EXERCISE: List each line of the listing below that contains the word "wheel", copying every such line in full.

SOURCE DATA:
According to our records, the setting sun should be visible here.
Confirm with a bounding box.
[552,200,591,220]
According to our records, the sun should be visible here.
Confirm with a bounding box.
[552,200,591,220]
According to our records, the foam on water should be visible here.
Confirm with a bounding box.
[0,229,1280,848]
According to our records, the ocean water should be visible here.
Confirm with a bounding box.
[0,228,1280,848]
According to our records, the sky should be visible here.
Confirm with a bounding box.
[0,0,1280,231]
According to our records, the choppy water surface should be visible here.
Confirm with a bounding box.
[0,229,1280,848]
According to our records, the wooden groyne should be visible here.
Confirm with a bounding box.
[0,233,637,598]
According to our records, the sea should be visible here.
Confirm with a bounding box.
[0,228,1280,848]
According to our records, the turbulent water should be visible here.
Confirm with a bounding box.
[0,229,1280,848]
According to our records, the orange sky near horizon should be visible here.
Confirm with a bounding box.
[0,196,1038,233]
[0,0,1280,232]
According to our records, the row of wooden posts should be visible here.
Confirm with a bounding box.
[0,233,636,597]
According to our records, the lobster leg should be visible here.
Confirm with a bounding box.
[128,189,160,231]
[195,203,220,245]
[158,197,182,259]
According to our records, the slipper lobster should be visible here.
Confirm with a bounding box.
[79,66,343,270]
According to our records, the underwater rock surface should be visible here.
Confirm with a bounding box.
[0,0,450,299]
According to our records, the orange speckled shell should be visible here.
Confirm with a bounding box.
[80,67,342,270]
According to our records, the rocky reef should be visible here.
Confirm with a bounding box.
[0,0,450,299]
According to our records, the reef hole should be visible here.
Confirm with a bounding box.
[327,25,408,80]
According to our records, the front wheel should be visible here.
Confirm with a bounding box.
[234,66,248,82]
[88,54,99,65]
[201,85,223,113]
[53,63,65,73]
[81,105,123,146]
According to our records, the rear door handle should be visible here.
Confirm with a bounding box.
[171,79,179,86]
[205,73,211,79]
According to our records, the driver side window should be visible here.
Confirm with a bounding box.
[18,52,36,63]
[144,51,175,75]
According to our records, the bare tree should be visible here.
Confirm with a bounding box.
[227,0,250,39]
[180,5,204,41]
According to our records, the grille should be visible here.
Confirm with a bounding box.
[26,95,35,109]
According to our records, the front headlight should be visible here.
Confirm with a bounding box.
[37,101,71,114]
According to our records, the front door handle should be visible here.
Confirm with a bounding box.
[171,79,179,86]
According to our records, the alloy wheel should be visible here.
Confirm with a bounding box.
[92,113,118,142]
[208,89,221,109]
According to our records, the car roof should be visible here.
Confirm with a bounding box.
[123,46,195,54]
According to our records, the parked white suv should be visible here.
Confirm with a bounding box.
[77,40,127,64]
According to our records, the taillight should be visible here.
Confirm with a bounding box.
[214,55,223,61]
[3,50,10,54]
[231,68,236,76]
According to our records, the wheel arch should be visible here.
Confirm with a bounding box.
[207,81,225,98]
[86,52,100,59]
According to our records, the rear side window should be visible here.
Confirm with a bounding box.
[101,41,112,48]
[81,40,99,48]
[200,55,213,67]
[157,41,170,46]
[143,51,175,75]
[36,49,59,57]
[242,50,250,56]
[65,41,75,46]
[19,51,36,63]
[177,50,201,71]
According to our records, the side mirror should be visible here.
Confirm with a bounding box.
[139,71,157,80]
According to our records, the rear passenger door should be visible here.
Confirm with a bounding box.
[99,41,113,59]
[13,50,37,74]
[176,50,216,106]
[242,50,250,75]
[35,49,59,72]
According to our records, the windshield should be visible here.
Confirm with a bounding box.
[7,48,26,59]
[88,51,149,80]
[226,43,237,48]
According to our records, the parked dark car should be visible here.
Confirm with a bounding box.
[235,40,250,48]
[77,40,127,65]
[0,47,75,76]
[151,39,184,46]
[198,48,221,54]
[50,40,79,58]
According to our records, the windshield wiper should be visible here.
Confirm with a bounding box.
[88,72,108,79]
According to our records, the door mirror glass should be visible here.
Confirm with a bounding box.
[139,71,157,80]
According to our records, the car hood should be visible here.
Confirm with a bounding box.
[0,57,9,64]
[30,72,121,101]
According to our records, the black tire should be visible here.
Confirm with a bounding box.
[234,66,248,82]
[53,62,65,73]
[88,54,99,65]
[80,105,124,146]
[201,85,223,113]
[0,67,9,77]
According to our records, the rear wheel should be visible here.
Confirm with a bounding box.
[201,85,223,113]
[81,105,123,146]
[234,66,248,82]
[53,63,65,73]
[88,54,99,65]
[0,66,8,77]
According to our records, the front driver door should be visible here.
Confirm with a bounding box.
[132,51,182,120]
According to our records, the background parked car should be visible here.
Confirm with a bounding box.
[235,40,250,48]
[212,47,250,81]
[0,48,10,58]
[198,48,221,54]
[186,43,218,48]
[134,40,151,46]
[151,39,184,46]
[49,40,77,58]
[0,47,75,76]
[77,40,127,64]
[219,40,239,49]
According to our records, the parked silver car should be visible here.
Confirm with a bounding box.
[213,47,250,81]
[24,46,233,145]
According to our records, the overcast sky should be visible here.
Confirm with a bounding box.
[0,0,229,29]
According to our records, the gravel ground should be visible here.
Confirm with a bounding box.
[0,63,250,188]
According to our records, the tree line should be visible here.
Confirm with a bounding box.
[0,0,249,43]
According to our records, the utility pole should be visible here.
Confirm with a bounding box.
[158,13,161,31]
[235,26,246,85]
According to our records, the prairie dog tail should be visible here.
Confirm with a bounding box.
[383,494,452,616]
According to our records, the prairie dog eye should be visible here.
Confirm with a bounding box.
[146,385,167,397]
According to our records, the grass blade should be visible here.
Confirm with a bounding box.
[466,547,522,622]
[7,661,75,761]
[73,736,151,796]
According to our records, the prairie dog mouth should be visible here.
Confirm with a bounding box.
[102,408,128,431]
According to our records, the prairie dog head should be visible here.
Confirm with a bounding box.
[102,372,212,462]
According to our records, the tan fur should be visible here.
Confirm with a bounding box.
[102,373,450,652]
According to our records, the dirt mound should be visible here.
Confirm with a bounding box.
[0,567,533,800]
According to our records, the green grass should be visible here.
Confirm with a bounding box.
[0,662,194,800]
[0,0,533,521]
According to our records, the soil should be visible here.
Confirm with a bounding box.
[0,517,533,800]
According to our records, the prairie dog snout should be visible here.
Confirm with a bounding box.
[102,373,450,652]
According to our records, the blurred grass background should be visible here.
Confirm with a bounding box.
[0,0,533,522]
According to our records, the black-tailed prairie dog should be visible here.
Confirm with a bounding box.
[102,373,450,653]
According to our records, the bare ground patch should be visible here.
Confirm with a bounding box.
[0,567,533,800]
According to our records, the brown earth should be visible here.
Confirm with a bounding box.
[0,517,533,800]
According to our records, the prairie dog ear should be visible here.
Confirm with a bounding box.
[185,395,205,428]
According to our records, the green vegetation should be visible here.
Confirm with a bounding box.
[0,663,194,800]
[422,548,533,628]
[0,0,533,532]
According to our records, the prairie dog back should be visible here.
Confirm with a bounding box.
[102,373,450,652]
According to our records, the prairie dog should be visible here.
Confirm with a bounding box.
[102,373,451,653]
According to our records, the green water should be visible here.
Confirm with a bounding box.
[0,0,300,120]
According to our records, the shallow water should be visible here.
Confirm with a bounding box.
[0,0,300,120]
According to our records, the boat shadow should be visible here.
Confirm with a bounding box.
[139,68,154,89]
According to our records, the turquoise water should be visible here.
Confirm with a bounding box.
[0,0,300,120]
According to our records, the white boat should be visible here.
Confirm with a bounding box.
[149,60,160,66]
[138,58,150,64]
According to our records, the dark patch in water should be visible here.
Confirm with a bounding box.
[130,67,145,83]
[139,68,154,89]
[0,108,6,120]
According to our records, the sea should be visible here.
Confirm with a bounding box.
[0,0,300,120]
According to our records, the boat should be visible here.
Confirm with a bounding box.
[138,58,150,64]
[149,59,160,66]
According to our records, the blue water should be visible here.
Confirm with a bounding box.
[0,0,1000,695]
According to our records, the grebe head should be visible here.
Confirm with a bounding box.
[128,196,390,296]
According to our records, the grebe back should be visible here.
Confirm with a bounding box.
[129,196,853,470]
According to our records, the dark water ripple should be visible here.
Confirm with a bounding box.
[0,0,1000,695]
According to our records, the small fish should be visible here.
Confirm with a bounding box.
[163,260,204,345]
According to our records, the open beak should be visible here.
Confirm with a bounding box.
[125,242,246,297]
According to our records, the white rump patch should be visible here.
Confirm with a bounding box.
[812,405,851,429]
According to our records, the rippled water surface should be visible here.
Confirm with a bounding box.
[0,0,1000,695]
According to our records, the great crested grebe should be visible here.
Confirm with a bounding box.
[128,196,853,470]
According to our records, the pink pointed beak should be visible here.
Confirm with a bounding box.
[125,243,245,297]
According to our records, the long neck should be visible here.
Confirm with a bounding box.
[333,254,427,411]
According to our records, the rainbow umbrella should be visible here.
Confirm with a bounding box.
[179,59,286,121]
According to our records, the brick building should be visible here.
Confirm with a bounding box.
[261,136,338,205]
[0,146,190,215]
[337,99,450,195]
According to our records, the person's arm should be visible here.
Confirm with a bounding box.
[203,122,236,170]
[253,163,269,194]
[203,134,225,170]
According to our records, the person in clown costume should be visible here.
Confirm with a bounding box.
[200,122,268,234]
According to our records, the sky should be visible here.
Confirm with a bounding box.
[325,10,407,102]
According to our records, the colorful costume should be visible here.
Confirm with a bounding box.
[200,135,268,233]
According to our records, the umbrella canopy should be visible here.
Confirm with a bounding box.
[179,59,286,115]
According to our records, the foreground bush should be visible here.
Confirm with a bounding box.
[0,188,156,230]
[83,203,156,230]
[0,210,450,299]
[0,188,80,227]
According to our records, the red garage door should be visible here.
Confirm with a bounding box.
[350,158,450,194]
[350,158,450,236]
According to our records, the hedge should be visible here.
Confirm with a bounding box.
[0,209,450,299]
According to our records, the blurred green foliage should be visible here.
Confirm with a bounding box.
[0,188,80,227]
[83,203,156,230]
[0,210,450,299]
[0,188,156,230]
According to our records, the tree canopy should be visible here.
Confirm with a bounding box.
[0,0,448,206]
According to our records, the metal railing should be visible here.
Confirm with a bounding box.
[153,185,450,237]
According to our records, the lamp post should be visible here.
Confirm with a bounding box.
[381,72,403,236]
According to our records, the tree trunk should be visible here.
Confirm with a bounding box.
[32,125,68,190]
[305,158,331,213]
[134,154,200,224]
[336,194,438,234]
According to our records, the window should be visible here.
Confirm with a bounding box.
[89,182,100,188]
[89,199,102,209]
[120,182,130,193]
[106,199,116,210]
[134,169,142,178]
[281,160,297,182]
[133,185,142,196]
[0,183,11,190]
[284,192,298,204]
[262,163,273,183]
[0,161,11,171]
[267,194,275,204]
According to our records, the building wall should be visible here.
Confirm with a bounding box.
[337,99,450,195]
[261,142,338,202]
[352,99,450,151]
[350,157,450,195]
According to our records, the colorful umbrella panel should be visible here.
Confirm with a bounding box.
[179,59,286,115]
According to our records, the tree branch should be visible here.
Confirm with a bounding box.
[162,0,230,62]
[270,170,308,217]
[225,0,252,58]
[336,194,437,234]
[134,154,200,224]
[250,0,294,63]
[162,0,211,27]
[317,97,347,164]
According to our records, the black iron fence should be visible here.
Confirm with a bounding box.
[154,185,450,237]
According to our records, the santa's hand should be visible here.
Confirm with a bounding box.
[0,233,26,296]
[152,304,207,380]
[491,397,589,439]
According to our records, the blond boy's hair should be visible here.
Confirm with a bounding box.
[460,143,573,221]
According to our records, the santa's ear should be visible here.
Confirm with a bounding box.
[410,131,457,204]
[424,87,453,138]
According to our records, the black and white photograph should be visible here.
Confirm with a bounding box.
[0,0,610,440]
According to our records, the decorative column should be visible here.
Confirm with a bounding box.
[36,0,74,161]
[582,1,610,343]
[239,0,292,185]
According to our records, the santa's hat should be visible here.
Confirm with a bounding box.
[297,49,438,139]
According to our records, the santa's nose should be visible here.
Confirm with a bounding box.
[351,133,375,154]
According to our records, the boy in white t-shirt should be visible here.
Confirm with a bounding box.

THE OUTPUT:
According to our records, the front wheel should be visible here.
According to our records, the alloy wheel should be visible here.
According to our records, the wheel arch should be visible here.
According to our records, the rear wheel should be visible here.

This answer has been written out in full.